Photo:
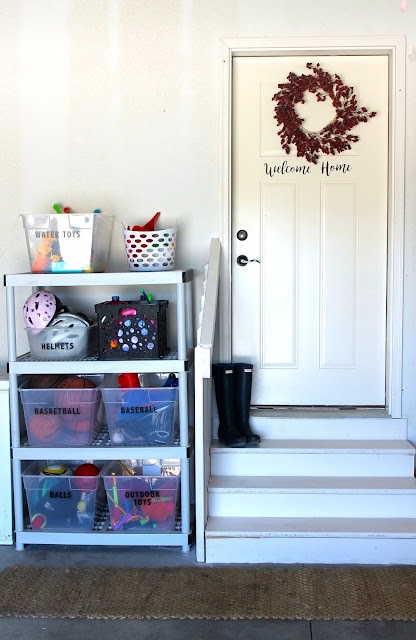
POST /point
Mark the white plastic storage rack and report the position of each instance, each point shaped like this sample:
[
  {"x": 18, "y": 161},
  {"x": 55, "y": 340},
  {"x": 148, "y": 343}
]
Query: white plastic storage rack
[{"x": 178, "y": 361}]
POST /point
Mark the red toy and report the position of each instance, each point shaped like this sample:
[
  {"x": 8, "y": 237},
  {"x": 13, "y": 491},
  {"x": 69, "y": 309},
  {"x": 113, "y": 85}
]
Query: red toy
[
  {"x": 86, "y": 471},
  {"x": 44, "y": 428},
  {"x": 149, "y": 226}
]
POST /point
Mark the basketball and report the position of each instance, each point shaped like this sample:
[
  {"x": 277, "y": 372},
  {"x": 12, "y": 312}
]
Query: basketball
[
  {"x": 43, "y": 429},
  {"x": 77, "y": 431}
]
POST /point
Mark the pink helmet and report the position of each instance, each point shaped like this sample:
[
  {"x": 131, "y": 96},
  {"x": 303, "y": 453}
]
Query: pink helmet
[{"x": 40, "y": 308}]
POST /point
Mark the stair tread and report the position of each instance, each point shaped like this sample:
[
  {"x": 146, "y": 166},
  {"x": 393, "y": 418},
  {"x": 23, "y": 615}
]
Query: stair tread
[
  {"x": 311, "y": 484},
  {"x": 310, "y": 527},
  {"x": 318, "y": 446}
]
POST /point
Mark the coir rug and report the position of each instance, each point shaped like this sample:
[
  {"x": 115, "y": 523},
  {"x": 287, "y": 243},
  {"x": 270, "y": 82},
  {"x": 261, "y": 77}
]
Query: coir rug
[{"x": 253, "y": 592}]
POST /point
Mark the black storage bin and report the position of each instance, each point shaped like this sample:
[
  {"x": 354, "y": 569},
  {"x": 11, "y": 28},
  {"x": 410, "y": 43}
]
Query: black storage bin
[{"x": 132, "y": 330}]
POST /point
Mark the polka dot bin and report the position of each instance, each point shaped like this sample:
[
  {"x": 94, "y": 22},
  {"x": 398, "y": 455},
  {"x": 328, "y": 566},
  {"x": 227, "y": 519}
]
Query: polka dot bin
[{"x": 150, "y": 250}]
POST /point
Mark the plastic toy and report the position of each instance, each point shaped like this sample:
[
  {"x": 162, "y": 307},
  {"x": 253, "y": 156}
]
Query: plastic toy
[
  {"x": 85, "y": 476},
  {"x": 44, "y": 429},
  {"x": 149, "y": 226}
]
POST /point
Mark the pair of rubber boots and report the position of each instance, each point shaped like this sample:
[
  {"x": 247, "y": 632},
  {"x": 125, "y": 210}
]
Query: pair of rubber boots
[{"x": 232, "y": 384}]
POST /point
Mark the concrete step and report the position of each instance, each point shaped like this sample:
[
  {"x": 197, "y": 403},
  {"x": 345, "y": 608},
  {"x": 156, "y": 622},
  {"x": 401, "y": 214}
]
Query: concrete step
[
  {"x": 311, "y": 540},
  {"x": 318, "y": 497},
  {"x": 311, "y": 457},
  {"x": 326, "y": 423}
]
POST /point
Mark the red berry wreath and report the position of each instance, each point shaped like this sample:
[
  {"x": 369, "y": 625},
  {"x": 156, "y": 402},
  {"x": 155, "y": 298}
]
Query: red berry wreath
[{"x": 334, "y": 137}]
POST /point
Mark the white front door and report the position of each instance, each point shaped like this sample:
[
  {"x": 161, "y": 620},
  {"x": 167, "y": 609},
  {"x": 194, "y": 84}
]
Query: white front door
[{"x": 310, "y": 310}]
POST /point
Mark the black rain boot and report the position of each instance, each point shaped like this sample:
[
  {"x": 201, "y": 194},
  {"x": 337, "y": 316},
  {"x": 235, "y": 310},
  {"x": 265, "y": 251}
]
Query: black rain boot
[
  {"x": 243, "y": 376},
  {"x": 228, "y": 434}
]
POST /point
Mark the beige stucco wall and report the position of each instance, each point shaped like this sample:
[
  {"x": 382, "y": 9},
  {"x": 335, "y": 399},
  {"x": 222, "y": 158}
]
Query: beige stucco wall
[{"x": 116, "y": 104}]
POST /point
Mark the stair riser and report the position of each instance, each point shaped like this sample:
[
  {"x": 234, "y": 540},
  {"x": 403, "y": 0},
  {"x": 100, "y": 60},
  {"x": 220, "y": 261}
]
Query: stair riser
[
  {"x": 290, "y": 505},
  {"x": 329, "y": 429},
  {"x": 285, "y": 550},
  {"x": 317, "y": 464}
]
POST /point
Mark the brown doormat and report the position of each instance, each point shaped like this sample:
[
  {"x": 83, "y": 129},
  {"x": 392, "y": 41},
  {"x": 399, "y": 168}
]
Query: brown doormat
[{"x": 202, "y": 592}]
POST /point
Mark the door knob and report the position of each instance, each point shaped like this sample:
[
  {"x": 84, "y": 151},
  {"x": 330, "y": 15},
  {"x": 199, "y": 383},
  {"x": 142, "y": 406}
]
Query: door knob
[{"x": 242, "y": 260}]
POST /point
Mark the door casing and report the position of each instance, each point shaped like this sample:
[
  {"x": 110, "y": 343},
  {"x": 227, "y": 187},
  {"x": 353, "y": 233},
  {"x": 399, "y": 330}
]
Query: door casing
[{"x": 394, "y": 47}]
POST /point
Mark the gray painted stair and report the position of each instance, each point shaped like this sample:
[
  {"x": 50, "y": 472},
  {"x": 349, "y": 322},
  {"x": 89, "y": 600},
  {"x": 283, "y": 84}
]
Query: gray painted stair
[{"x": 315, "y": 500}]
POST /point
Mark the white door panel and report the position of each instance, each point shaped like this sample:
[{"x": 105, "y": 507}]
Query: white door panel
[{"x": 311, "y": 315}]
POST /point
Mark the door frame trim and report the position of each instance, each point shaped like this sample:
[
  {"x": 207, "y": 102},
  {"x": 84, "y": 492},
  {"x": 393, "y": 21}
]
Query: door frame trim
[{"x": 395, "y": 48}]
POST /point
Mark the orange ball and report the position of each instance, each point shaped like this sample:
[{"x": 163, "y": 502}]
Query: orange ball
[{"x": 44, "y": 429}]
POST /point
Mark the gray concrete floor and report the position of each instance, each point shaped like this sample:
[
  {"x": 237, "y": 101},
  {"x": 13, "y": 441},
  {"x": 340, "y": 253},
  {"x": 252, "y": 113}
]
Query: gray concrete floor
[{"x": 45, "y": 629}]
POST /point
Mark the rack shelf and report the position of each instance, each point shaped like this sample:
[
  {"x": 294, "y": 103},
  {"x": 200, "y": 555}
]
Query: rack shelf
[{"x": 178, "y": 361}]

══════════

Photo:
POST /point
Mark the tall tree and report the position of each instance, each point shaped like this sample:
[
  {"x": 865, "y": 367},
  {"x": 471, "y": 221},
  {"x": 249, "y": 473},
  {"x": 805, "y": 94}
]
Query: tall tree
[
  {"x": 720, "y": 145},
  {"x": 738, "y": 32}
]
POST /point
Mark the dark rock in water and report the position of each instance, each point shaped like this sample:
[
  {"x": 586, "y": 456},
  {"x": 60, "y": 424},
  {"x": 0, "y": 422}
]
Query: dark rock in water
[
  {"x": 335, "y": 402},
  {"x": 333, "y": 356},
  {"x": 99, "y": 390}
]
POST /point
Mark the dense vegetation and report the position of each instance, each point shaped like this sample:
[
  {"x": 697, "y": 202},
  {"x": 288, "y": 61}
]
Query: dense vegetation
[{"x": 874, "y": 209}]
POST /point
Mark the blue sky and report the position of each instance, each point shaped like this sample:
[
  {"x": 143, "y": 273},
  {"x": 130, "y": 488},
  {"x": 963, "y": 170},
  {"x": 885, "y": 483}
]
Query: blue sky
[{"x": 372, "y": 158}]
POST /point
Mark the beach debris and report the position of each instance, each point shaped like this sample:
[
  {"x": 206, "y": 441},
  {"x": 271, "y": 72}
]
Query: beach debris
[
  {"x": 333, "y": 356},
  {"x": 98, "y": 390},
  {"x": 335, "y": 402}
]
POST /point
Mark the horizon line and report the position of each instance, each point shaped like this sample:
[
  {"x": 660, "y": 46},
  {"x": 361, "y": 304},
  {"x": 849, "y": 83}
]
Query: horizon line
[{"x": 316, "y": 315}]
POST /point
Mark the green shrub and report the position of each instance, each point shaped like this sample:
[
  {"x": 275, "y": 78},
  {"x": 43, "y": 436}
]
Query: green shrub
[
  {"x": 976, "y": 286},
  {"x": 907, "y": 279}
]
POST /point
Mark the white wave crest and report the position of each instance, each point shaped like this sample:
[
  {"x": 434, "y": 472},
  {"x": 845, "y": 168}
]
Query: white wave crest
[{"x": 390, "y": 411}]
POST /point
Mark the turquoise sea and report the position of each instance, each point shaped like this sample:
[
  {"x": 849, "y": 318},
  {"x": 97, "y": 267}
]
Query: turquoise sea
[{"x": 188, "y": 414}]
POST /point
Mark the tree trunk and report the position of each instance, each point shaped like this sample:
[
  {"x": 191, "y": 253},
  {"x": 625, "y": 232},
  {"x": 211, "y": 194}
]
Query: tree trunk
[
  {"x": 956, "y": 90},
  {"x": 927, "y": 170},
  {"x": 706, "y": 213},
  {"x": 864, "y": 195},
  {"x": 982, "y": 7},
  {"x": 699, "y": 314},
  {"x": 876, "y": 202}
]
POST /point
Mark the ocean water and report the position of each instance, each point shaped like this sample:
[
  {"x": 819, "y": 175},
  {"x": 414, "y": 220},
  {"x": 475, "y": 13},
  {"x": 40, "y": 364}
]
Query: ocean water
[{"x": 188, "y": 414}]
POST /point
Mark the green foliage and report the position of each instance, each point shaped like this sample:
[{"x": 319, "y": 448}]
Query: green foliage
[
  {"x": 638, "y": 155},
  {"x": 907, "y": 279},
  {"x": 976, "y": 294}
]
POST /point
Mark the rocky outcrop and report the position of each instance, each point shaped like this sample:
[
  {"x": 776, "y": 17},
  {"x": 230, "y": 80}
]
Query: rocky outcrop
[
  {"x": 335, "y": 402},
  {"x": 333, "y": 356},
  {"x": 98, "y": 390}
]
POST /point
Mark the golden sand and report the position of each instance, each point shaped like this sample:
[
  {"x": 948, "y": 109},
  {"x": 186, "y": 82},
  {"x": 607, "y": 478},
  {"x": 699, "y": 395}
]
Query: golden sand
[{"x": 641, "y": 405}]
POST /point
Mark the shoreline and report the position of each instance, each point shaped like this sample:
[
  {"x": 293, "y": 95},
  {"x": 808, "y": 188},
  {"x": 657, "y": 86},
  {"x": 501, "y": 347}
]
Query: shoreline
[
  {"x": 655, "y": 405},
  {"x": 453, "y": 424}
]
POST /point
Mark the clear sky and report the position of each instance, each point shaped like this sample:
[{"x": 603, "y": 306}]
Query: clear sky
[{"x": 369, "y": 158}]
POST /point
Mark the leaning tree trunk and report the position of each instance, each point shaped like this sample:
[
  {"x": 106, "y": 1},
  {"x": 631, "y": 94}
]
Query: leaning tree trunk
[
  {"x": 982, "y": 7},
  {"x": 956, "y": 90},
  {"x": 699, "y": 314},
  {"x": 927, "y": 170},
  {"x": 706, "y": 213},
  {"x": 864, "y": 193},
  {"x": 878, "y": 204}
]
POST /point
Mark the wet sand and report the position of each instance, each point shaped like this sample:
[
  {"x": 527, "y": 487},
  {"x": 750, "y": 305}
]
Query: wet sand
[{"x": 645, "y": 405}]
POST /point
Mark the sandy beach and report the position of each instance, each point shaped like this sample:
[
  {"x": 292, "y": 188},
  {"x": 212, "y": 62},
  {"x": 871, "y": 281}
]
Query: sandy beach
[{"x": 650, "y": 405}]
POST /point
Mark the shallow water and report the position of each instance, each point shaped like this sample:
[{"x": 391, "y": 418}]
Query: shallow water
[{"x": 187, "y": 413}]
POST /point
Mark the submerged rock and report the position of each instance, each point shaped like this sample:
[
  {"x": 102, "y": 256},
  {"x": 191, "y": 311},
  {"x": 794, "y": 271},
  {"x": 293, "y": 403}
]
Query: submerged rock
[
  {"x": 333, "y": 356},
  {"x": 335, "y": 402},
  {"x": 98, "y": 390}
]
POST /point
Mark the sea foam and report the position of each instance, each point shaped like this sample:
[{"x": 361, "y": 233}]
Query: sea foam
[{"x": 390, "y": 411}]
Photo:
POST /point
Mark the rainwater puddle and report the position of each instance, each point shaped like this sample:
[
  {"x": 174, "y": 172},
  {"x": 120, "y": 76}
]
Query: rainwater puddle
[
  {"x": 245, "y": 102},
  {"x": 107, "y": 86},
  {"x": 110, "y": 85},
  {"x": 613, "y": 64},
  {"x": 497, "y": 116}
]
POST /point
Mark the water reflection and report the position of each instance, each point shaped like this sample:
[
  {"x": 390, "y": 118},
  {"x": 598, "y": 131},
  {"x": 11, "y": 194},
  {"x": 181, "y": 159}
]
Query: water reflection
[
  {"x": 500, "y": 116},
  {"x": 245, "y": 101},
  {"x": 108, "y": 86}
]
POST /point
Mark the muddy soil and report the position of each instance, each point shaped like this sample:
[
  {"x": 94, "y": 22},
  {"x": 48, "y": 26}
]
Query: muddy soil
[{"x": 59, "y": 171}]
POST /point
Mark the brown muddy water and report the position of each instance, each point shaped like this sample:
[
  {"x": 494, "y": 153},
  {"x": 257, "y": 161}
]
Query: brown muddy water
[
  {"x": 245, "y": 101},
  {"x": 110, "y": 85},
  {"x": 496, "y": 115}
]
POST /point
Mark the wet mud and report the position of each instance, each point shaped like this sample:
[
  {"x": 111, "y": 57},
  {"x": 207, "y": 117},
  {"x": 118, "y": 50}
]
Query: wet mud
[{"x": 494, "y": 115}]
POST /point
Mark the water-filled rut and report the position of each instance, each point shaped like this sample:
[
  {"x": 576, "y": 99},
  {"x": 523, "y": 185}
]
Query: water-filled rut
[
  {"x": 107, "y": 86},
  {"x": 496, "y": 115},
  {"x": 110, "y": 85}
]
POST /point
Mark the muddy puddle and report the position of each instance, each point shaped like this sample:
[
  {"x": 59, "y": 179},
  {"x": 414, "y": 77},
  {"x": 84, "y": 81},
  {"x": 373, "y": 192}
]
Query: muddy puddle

══════════

> **EXERCISE REQUIREMENTS**: From the records above, pull out every line that contains the word "riser", matching its case exactly.

> **EXPECTED ANSWER**:
Mark the stair riser and report the position of each instance, each point shaped like this sample:
Query: stair riser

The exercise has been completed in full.